--- Start of Supplied material ---

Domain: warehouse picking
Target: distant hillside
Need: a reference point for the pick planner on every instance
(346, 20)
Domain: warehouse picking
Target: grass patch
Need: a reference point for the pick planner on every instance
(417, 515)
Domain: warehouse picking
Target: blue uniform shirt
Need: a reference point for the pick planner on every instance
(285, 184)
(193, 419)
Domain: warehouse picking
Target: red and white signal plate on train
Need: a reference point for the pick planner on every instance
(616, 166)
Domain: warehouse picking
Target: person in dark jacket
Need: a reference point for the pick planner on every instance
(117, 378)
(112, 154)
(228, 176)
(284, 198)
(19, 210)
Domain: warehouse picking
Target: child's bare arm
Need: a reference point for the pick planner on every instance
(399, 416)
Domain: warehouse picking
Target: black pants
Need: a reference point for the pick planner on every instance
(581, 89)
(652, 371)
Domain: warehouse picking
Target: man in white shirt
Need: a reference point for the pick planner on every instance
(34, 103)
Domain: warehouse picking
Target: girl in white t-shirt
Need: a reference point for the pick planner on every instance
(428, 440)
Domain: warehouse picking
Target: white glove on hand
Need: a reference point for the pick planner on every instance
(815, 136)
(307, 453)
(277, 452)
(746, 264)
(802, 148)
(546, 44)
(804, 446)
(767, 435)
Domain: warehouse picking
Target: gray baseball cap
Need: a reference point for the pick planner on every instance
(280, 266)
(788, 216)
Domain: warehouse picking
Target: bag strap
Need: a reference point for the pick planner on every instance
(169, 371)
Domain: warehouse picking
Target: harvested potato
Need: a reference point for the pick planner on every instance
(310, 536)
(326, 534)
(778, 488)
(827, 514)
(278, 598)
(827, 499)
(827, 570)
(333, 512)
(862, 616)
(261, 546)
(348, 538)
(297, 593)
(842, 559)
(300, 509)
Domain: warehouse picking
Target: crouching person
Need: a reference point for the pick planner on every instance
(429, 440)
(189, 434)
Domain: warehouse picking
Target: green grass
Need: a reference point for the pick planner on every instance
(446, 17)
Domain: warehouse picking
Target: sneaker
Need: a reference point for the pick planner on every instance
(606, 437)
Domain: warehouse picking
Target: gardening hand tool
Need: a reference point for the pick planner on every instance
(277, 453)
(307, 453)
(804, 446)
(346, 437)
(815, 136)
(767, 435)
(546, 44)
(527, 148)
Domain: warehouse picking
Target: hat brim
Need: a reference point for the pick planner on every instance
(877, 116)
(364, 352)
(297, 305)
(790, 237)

--- End of Supplied material ---

▶ **Job**
Count the lines in the listing above that contain the string "white". Case counts, and the reply should be the number alone.

▶ **Written solution**
4